### Exercise passage
*** Begin section ***
Talks between Yemeni opposition and government stall
Talks between Yemen's vice president and the opposition stalled today after the country's acting leader ignored the opposition's demand that President Ali Abdullah Saleh quit immediately.
Saleh, forced to seek medical treatment in Saudi Arabia for wounds suffered in an attack on his palace earlier this month, has refused to leave office despite nearly six months of street protests and several diplomatic attempts to remove him.
Fresh clashes broke out in the southern province of Taiz after the army advanced on militants who attacked them and destroyed several armored vehicles, a local official said.
In Zinjibar – the provincial capital that fell to Islamists – a security source said Yemen's army killed two al Qaeda militants and injured several others today, while one soldier was killed and a further seven injured.
Political paralysis and long-standing conflicts with Islamist insurgents, separatists and rebel tribesmen have fanned Western and regional fears of Yemen collapsing into chaos and giving al Qaeda a stronghold alongside oil shipping routes.
A member of a group of opposition parties calling on Saleh to step down said the country's vice president Abd-Rabbu Mansour Hadi declined to discuss the president's fate.
"Security, food and electricity issues were discussed," said Sultan al Atwani, referring to the shortages that have all but paralyzed the capital in the aftermath of fierce battles between Saleh's forces and a general who turned on him.
"The political side was not discussed, because the other side said it still needed time and was preoccupied with those matters, as well as the ceasefire," he said.
*** End section ***
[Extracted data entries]
*** Begin section ***
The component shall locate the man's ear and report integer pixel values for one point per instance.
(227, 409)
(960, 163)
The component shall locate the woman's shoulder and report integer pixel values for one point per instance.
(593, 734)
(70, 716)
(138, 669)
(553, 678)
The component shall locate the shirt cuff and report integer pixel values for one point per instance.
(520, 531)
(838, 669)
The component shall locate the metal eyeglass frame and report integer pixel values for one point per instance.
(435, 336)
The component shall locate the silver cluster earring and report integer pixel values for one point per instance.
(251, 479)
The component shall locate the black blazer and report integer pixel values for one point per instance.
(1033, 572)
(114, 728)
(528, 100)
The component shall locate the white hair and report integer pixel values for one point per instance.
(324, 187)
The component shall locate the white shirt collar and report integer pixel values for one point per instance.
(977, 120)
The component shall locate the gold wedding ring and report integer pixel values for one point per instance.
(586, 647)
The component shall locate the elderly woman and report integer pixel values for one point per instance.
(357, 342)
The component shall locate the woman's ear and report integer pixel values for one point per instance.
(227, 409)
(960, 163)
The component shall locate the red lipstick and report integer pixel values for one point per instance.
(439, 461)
*** End section ***
### Tasks to complete
1) Decide whether each statement agrees with the news report on Yemen's stalled talks, answering yes or no and quoting the deciding words of the report: (a) Saleh went to Saudi Arabia for medical treatment; (b) in Zinjibar, Yemen's army killed two al Qaeda militants; (c) Vice President Hadi discussed the president's fate with the opposition.
2) List every person named in the news report on Yemen's stalled talks.
3) Copy the part of the news report on Yemen's stalled talks starting at "Saleh, forced to" and ending at "further seven injured.".

### Solutions to the problems
1)
(a) Yes: "forced to seek medical treatment in Saudi Arabia for wounds suffered in an attack on his palace earlier this month"
(b) Yes: "a security source said Yemen's army killed two al Qaeda militants and injured several others today"
(c) No: "the country's vice president Abd-Rabbu Mansour Hadi declined to discuss the president's fate"

2)
Ali Abdullah Saleh
Abd-Rabbu Mansour Hadi
Sultan al Atwani

3)
Saleh, forced to seek medical treatment in Saudi Arabia for wounds suffered in an attack on his palace earlier this month, has refused to leave office despite nearly six months of street protests and several diplomatic attempts to remove him.
Fresh clashes broke out in the southern province of Taiz after the army advanced on militants who attacked them and destroyed several armored vehicles, a local official said.
In Zinjibar – the provincial capital that fell to Islamists – a security source said Yemen's army killed two al Qaeda militants and injured several others today, while one soldier was killed and a further seven injured.